EXCERPTED PASSAGE below:
Dr Alani Hicks-Bartlett was a Visiting Research Fellow in 2023-24.
Alani Hicks-Bartlett is an Assistant Professor of Comparative Literature, French and Francophone Studies, and Hispanic Studies at Brown University; she is affiliated with the Department of Italian Studies, the Program in Early Cultures, the Program in Medieval Studies, and the Center for the Study of the Early Modern World. She earned a Joint PhD in Medieval Studies and Romance Languages (Spanish and Portuguese) from the University of California, Berkeley, and a Doctorate from Middlebury College in Modern Languages (Italian).
End of EXCERPTED PASSAGE.
SOURCE MATERIAL below:
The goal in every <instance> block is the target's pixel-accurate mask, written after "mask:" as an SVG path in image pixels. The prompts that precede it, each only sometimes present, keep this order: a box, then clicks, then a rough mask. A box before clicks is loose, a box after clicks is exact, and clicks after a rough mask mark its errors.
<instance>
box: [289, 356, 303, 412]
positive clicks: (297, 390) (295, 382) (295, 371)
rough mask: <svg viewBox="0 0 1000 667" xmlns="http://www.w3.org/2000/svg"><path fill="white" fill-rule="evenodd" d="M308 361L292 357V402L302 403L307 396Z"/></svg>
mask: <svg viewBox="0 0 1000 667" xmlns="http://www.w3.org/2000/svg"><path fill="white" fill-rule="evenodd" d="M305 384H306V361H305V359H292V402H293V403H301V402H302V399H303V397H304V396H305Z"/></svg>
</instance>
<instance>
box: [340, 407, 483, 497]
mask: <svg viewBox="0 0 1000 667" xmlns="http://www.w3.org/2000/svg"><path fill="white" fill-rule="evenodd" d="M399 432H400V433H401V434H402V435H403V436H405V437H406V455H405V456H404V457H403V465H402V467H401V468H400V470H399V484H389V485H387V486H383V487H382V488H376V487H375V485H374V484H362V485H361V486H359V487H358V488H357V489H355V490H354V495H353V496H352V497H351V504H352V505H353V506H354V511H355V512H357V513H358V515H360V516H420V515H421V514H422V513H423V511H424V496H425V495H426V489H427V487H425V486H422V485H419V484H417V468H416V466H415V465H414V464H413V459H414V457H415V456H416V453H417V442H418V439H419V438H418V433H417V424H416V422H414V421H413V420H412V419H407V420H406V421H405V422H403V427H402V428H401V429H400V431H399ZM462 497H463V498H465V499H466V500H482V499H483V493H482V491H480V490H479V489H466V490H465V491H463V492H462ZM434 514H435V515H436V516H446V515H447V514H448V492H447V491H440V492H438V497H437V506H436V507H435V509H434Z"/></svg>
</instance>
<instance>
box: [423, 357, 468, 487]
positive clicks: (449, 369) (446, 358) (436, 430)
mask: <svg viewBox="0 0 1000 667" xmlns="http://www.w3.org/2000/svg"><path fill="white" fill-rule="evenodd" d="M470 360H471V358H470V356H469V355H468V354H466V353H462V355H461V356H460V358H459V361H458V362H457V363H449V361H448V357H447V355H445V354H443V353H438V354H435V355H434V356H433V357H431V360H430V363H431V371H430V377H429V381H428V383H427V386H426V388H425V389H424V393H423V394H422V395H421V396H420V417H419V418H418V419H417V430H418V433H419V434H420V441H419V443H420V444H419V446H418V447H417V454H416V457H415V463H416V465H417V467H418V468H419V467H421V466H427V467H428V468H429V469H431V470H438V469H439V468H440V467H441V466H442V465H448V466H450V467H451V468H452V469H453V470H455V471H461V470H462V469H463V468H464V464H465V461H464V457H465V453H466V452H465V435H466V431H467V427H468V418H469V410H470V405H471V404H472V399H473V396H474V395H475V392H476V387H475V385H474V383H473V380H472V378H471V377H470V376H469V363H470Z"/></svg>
End of SOURCE MATERIAL.
WHAT TO DO:
- 1) Translate this sentence from the profile of Alani Hicks-Bartlett into Spanish: "Dr Alani Hicks-Bartlett was a Visiting Research Fellow in 2023-24."
- 2) Continue the profile of Alani Hicks-Bartlett from its last sentence.
The items were taken from a different source than the profile.

ANSWER SECTION:
- 1) La Dra. Alani Hicks-Bartlett fue investigadora visitante en 2023-24.

- 2)
Her primary research and teaching interests include gender, race, disability, critical theory, and representations of artistic failure in Medieval and Early Modern English, French, Italian, Portuguese, Spanish, and (Medieval) Latin literature. She has given special attention to: Arthurian Romance and questions of authorship in Medieval French authors like Chrétien, Marie de France, Froissart, and Alain Chartier; the development of lyric poetry, Petrarch, and early modern Petrarchan intertexts; epic poetry (the Cid and the Chanson de Roland as well as Virgil, Dante, Boiardo, Camões, Ariosto, and Tasso, in particular); selfhood and health in Petrarch, Montaigne, Cervantes, and Camões; and early modern tragedy (especially Calderón, Vélez de Guevara, Racine, Trissino, and Shakespeare). Her recent work has been published in journals such as Comparative Literature, Hispanic Review, I Tatti Studies in the Italian Renaissance, L’Esprit Créateur, MLN, Rivista di studi italiani, and Romance Notes.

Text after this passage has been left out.